[Begin Extracted data]

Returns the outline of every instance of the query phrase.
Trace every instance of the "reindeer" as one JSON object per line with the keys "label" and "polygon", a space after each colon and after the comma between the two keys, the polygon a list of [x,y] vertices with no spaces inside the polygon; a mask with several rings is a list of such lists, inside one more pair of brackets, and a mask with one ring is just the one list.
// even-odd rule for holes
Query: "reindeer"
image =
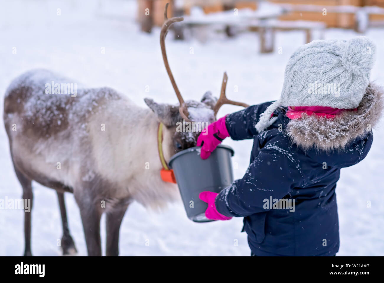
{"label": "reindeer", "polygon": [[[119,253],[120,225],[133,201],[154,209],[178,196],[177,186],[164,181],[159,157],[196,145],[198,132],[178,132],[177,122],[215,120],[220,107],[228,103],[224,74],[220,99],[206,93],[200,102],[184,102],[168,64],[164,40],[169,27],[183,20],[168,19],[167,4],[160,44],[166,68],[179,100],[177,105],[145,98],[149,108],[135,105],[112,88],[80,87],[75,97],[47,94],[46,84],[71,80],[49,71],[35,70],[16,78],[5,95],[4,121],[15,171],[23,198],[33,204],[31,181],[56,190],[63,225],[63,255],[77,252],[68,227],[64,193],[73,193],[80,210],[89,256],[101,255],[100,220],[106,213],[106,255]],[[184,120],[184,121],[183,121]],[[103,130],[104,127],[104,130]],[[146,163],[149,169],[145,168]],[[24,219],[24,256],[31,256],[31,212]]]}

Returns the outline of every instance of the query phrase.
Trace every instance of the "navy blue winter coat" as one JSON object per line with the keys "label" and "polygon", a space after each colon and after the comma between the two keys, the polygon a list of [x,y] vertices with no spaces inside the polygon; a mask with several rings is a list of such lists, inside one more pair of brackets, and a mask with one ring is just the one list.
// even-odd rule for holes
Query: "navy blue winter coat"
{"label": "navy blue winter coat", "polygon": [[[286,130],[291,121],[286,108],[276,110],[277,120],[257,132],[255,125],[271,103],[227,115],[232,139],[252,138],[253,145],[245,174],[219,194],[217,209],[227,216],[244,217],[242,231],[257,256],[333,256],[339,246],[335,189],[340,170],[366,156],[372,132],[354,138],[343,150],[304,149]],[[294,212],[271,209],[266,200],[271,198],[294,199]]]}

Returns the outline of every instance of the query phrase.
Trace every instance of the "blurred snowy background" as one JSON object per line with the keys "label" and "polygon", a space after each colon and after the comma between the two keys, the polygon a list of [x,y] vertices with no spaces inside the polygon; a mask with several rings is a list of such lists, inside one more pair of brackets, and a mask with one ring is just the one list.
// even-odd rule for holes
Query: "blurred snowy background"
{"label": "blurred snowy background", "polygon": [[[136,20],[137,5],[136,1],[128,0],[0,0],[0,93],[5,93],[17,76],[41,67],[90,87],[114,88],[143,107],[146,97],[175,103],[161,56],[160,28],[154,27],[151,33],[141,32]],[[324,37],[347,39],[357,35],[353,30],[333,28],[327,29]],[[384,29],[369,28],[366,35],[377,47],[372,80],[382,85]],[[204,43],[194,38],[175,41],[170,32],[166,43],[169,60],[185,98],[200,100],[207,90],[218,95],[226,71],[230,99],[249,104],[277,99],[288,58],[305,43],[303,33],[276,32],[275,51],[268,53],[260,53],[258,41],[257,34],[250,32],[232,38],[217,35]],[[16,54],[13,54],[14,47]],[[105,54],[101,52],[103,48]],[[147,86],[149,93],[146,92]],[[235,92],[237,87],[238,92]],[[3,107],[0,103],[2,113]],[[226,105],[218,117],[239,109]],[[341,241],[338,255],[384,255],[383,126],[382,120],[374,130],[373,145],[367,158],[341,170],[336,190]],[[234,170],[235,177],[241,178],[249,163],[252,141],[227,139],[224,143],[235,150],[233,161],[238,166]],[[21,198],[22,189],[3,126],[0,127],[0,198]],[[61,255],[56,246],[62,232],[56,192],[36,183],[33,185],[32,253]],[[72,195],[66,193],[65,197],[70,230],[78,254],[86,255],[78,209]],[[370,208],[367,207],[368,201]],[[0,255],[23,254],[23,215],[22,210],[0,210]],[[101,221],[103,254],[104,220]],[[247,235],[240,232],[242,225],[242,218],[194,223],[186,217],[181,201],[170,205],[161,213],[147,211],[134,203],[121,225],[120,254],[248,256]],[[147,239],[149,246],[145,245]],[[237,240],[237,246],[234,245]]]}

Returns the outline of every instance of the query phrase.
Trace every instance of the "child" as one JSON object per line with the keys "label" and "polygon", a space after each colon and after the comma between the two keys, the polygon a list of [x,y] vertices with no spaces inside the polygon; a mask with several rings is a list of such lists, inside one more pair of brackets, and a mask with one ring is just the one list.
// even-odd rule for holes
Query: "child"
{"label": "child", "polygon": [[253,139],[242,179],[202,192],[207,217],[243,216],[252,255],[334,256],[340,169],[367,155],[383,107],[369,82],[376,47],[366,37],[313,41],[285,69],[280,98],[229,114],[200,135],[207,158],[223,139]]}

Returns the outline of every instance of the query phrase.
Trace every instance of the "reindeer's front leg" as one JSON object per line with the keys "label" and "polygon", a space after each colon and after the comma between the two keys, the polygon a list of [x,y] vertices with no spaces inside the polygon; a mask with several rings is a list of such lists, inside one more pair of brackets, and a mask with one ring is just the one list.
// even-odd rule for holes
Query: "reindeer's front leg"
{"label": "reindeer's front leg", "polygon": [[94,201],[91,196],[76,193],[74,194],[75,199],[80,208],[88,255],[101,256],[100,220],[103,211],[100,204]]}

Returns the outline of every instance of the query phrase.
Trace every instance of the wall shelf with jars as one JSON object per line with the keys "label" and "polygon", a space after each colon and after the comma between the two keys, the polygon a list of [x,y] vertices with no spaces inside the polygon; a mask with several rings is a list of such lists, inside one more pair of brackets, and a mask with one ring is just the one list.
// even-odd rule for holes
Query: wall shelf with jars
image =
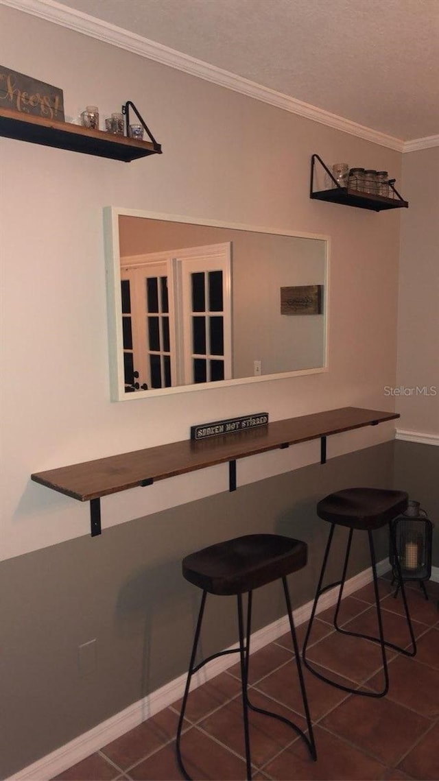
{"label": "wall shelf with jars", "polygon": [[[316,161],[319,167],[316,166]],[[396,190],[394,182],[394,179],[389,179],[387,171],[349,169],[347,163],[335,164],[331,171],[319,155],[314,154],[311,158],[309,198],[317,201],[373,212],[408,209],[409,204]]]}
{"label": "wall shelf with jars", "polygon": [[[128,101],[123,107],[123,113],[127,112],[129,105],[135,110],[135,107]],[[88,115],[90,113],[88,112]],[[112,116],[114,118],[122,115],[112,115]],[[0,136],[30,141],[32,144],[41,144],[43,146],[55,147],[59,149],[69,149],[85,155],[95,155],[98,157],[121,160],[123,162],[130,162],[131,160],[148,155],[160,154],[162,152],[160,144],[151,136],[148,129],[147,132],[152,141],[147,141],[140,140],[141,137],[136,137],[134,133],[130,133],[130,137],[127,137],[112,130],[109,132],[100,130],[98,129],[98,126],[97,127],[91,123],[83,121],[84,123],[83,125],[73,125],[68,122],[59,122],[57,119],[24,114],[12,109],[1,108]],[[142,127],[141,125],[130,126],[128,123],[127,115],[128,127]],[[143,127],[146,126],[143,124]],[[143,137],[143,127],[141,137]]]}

[End Extracted data]
[Begin Extracted data]

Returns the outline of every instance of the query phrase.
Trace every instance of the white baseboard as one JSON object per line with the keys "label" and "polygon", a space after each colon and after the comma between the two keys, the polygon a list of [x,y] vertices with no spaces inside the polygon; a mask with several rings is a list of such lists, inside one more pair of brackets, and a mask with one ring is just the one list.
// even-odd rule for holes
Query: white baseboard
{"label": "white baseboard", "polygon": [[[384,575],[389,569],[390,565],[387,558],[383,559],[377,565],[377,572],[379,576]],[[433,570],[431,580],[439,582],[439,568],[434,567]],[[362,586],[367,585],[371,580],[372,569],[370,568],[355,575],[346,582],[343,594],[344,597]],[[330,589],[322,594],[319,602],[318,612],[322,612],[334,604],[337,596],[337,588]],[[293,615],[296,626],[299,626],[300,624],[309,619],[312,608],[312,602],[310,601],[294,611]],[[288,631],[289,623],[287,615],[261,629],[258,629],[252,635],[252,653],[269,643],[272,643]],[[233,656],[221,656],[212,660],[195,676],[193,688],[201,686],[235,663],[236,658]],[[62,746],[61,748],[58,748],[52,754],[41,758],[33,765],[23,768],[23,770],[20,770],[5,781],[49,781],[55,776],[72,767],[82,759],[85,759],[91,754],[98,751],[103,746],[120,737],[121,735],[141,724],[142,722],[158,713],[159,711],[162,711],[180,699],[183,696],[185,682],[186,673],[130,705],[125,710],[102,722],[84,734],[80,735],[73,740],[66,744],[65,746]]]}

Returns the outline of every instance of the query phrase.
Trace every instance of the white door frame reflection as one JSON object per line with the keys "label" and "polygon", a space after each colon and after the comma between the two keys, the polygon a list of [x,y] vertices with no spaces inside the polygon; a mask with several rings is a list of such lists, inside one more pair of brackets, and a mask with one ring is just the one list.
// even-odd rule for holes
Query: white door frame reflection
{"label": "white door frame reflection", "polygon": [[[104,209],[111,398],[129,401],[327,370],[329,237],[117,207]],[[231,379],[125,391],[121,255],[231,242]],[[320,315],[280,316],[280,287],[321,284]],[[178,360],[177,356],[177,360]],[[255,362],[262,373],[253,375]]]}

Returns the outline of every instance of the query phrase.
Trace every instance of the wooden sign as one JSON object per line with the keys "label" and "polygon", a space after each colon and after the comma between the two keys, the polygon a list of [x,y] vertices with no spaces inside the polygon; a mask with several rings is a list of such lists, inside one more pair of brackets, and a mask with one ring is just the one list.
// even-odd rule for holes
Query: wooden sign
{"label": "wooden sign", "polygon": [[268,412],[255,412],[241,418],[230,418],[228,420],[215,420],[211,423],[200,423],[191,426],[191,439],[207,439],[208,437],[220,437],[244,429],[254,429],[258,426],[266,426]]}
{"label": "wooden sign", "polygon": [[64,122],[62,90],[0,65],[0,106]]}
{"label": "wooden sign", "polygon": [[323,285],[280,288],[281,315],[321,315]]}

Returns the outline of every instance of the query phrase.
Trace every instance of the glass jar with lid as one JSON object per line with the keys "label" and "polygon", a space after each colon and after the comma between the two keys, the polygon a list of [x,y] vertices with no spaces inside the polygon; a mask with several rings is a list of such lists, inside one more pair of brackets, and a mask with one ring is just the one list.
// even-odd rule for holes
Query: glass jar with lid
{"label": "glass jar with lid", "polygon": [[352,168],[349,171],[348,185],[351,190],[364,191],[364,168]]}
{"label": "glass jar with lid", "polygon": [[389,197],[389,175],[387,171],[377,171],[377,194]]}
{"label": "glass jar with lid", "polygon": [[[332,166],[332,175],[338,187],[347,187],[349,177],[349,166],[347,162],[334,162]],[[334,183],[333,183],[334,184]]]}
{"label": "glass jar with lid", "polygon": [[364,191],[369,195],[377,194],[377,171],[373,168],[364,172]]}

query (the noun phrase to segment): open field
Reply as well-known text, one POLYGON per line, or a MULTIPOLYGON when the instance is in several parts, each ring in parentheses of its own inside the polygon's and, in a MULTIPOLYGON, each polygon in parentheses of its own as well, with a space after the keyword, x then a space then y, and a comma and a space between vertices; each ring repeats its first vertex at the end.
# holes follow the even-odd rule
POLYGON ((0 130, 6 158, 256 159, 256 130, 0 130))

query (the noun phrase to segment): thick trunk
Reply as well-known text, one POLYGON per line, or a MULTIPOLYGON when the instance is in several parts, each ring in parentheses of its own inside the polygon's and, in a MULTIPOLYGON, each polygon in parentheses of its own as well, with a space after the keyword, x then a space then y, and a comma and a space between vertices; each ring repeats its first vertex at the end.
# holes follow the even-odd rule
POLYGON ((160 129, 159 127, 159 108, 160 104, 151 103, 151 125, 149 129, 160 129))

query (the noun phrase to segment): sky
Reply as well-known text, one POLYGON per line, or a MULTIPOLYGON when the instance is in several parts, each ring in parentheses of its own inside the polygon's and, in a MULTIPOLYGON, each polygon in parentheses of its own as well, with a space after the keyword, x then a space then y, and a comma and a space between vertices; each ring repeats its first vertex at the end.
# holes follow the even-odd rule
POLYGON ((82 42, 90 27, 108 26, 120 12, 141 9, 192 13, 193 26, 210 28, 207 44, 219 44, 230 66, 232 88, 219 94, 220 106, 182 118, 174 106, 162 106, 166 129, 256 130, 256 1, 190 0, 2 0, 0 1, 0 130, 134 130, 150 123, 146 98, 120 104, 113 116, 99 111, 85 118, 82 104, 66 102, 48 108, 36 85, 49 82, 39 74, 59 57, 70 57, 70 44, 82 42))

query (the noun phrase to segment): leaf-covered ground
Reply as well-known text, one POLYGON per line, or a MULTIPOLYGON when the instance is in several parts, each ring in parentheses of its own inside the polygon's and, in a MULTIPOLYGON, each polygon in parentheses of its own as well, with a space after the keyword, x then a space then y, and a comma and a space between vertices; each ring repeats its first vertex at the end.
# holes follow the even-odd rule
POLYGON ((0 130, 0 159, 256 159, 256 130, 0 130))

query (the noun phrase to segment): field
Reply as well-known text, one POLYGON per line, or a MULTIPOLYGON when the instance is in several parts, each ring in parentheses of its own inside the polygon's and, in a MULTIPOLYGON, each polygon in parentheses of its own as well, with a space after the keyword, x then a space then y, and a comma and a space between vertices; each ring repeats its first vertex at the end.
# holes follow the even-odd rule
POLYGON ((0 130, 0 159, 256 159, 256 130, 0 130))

[End Extracted data]

◆ Instructions for the task
Which lines in the entries above contain the string "field" with the same capitalization? Pick out each of those lines and copy it in full.

◆ Reply to the exercise
query (the noun phrase to segment): open field
query (the noun phrase to segment): field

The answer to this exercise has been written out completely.